WRITTEN EXERCISE: Copy all records verbatim.

Raw records:
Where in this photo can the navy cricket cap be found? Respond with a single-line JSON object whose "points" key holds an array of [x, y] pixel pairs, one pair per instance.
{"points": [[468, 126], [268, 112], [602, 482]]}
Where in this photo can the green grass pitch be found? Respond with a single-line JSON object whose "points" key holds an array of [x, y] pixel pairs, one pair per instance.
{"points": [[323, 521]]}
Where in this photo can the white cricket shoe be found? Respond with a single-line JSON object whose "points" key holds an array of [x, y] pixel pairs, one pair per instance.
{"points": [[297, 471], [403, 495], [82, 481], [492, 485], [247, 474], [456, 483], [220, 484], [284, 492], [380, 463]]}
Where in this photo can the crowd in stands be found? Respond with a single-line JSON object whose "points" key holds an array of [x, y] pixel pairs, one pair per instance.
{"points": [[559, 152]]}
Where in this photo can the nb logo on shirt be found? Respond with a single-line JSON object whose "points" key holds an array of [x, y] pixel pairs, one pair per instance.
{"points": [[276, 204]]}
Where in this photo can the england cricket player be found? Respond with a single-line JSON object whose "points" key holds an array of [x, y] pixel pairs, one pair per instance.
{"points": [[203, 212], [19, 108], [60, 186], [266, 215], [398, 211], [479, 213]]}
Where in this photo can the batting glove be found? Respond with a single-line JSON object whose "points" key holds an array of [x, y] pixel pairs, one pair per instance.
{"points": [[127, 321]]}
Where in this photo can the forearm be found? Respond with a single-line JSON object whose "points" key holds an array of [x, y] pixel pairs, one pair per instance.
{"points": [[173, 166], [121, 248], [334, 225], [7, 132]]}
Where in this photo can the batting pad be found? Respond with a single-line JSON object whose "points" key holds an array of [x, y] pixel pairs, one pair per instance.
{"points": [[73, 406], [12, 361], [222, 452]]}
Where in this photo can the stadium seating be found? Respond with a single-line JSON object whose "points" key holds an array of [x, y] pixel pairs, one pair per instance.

EXERCISE RESULT:
Where in this photo can the navy cricket cap be found? Respond with a single-line JSON object whose "points" key holds an array of [x, y] pixel pairs, one pair per instance.
{"points": [[468, 126], [268, 112], [602, 482]]}
Where in this photo can the green grass pitch be found? Respond with a single-line JSON object whose "points" key holds an array of [x, y] pixel pairs, one pair per instance.
{"points": [[323, 521]]}
Where in this photo can the white cricket shoe be found? Respond with a single-line JSON object whose "points" key holds an array of [x, y] pixel pairs, one pair per instance.
{"points": [[297, 471], [403, 495], [82, 481], [492, 485], [247, 474], [456, 483], [220, 484], [284, 492], [380, 463]]}
Where in this photo can the crowd in stands be found? Respond with a single-line JSON object whose "points" key holds an array of [x, y] pixel pairs, one pair per instance.
{"points": [[559, 152]]}
Where in this photo can the nb logo on shirt be found? Respond with a single-line JSON object whose "points" key holds an array of [x, y] pixel pairs, one pair per instance.
{"points": [[276, 204]]}
Where in this photo can the england cricket player be found? Respond with a single-line JSON object whose "points" key holds an array of [x, y] pixel pairs, one pair per instance.
{"points": [[203, 212], [19, 108], [60, 186], [266, 215], [398, 211], [479, 213]]}
Where in this photo can the batting glove be found? Respond with a single-line JSON object whose "points" key holds an array of [x, y] pixel pairs, one pair per instance.
{"points": [[127, 321]]}
Where in this photo can the forearm be found? Respond with a single-line JSON object whose "points" key holds an array of [x, y] pixel pairs, one pair per instance.
{"points": [[173, 166], [121, 248], [334, 225], [7, 132]]}
Where in this photo can the batting pad be found? Respond with a single-line JSON object whose "points" key holds an array of [x, y] pixel pairs, one pair per instance.
{"points": [[73, 406], [12, 361], [222, 452]]}
Where in this photo can the stadium seating be found? Respond with a single-line JSON object whose "points" key holds an array of [x, y] pixel pairs, one pair per instance.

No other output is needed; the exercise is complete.